SHORT PROBLEM:
In the listing, locate the line containing "For every instance of the baseboard, the", then quote it and all following lines exactly. Omit pictures.

MATERIAL:
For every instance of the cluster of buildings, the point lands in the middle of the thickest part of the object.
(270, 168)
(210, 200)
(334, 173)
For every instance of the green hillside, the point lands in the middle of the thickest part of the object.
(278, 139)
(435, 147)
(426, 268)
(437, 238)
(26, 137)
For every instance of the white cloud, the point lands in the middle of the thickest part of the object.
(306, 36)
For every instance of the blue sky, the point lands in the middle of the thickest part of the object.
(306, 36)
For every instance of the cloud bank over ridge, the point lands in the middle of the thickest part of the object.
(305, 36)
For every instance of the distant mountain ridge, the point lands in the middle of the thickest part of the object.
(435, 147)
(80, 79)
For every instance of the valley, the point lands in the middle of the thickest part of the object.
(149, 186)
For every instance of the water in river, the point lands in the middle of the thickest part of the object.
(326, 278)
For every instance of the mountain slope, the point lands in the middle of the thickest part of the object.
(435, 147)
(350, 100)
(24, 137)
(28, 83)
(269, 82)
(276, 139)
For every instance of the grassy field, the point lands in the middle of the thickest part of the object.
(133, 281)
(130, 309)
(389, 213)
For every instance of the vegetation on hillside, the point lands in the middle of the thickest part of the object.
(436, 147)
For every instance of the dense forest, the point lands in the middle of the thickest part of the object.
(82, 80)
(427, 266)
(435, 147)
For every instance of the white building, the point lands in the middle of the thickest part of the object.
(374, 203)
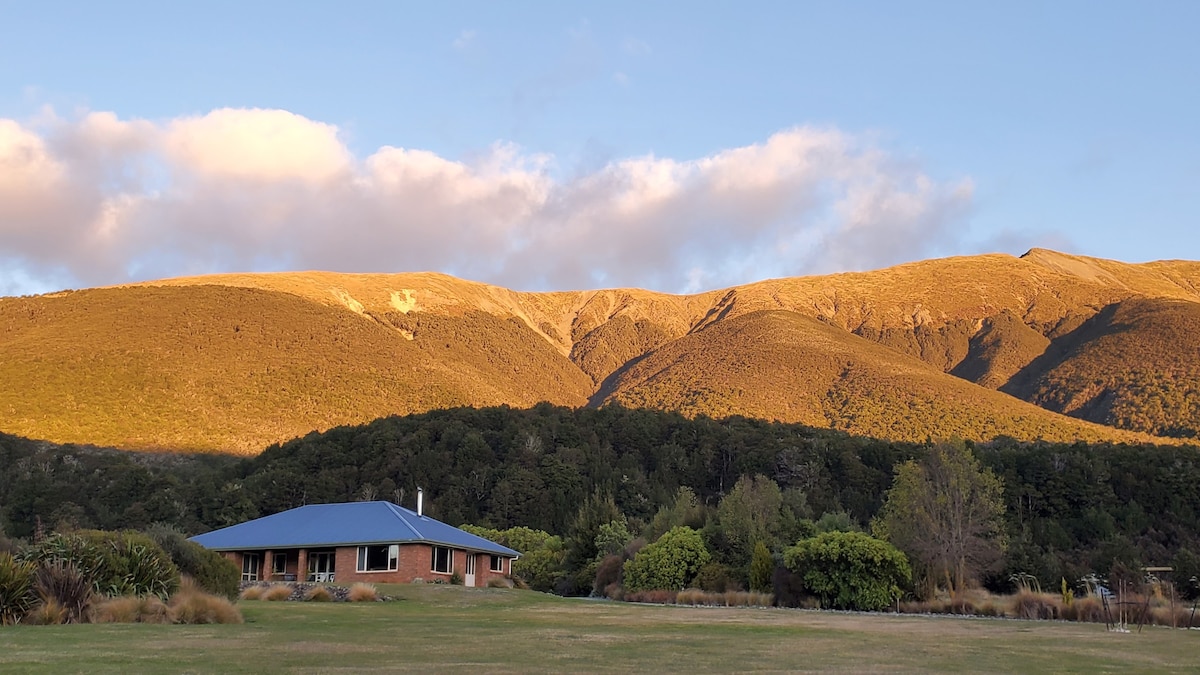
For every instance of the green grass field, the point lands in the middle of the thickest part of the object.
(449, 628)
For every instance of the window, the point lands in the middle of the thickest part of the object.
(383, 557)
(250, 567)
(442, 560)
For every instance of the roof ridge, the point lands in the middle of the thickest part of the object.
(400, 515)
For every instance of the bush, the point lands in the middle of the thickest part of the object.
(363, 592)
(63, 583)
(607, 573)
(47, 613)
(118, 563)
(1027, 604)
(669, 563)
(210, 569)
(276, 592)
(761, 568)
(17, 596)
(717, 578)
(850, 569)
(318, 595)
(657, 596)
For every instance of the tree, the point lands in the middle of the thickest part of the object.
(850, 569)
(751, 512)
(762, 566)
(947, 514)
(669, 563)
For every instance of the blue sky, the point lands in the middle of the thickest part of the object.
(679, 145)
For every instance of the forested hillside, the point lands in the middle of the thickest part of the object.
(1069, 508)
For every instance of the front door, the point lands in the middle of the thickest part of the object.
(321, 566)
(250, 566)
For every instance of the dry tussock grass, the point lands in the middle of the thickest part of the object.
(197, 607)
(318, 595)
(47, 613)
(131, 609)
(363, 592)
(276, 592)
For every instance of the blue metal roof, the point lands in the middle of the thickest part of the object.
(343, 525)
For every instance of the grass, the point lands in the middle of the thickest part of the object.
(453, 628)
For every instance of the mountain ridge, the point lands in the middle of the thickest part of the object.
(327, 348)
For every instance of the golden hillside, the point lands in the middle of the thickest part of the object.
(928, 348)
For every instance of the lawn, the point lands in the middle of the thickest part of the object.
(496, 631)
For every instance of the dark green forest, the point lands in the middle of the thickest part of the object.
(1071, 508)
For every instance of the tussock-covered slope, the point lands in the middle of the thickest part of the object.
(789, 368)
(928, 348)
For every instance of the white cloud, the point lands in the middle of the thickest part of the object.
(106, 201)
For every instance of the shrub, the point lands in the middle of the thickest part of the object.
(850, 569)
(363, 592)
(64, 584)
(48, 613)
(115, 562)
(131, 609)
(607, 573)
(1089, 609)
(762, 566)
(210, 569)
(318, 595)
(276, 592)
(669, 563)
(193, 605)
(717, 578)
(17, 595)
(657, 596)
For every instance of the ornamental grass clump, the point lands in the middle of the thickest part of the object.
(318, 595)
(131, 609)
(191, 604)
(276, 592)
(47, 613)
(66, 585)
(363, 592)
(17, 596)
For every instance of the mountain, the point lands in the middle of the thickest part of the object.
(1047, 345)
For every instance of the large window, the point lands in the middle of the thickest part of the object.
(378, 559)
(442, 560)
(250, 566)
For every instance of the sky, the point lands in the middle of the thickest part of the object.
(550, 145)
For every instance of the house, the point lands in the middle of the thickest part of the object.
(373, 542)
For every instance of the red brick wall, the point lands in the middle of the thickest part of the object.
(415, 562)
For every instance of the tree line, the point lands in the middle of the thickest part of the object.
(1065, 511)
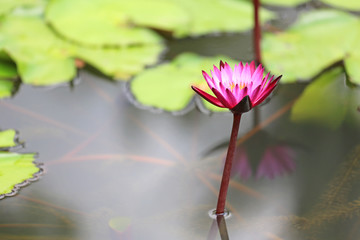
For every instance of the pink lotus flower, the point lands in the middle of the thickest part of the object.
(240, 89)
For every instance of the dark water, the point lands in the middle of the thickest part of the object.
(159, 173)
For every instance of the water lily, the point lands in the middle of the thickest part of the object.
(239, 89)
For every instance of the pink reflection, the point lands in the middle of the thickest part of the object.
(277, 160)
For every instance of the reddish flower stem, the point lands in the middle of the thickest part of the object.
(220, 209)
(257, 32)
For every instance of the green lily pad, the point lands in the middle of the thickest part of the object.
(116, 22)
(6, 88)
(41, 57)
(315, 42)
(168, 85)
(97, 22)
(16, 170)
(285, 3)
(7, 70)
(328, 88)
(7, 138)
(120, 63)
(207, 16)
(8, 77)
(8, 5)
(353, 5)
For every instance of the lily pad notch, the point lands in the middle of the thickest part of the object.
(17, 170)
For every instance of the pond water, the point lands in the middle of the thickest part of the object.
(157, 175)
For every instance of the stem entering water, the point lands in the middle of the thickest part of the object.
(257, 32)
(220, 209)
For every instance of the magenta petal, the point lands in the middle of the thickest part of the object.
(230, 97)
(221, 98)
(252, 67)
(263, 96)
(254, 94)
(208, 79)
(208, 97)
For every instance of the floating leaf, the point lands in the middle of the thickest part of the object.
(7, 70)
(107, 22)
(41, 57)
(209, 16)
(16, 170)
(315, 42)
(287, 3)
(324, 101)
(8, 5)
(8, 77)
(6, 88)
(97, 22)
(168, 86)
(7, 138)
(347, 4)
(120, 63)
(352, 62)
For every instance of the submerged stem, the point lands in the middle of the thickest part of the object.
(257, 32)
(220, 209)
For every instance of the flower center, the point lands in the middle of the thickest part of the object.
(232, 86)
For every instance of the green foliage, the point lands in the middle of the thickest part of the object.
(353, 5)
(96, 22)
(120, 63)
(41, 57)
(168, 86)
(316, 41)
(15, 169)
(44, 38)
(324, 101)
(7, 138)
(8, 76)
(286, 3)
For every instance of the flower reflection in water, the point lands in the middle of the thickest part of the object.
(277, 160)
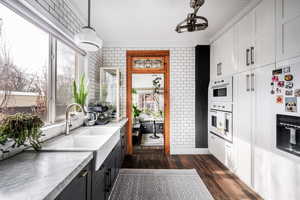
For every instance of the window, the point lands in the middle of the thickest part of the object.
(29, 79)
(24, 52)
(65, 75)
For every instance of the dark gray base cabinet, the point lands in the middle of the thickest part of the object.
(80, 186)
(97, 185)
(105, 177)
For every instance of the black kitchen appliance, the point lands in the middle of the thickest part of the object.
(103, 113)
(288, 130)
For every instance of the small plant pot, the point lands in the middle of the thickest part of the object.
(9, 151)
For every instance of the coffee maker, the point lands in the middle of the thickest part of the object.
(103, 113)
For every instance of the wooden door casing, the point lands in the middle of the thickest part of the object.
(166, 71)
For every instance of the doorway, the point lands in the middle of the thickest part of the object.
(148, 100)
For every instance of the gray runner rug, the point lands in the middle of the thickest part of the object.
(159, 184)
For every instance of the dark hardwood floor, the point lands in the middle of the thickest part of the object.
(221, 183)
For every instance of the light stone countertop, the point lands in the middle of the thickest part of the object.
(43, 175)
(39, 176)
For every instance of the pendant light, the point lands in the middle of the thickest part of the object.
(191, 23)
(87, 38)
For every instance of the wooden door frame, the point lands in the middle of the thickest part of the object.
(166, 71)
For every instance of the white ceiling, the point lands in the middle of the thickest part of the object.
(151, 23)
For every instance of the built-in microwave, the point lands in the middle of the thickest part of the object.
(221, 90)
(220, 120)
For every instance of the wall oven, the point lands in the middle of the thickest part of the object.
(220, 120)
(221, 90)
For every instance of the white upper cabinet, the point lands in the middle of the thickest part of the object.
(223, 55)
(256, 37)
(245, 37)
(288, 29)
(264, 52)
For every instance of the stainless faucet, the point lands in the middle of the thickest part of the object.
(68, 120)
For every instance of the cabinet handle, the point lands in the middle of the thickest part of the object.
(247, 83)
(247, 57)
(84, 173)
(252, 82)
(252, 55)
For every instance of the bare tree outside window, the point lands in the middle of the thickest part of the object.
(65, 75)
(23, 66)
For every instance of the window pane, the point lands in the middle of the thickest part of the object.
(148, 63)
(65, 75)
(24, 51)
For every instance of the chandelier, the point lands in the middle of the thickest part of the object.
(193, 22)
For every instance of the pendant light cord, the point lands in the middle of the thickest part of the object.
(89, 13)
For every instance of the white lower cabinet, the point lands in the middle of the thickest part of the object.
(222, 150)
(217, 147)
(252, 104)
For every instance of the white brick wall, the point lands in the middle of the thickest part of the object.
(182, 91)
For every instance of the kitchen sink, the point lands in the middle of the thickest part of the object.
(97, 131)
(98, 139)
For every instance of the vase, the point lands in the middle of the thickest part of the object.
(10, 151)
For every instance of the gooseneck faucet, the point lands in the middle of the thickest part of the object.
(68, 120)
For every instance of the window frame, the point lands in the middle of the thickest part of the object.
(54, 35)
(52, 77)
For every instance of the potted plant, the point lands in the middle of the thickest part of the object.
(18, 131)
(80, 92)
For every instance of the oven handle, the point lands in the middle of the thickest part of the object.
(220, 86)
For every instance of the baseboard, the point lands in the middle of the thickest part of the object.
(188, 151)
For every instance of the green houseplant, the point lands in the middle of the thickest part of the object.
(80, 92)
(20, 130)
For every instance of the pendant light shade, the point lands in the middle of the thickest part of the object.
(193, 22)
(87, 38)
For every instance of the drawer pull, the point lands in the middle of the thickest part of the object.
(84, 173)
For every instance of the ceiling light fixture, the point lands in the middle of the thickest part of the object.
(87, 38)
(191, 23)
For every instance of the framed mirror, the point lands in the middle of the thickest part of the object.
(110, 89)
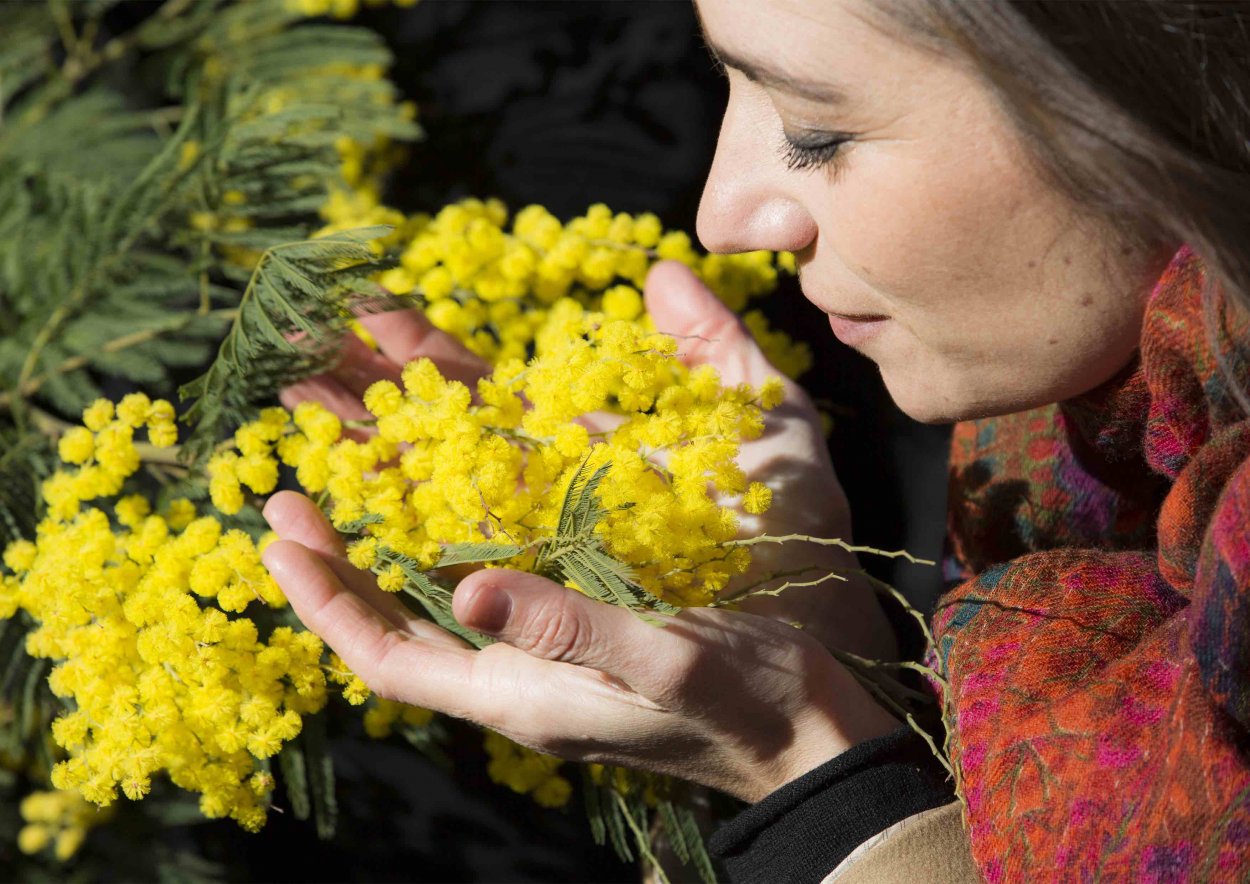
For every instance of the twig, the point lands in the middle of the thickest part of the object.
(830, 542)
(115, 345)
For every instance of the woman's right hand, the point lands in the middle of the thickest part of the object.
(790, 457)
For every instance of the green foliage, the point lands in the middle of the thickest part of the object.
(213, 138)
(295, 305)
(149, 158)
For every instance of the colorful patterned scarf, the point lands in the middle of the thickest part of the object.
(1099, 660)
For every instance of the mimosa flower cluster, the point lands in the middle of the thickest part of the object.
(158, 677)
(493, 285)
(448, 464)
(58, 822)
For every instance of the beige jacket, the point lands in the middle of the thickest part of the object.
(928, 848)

RESPONSE TO THE EXERCISE:
For every instance of the baseboard, the point lands in the middle of the thickest part of the object.
(188, 151)
For every instance of the green houseplant, the point lands in the middle of the thickest part of the object.
(80, 92)
(20, 130)
For every instance of the pendant light shade, the point lands in the middle of the thickest part of the object.
(193, 22)
(87, 38)
For every instance of the drawer pull, the point lands in the middle of the thickest part of the object.
(84, 173)
For every instance of the ceiling light fixture, the point lands in the middle of the thickest part of the object.
(87, 38)
(191, 23)
For every instance of the framed mirror, the point lands in the middle of the thickest part of the object.
(110, 89)
For every instance of the twig, the point lands in the middle of the thickest part of the object.
(830, 542)
(115, 345)
For every instance of the woman's right hand, the point lands in the middle of the thickest part of the object.
(790, 457)
For every instance of the green foliage, the point lands in the middle of the thickest part of the object.
(213, 138)
(295, 305)
(149, 158)
For every instance of the colorful patterned scarf, the point lands in the middle of the thickest part of the object.
(1099, 660)
For every instance of the mimosa flower cluster, the point lands in the middle of the thickest part of the object.
(158, 677)
(493, 285)
(448, 464)
(58, 822)
For every instance of the beige jacket, the point lands in the middle of the thickest part of the object.
(928, 848)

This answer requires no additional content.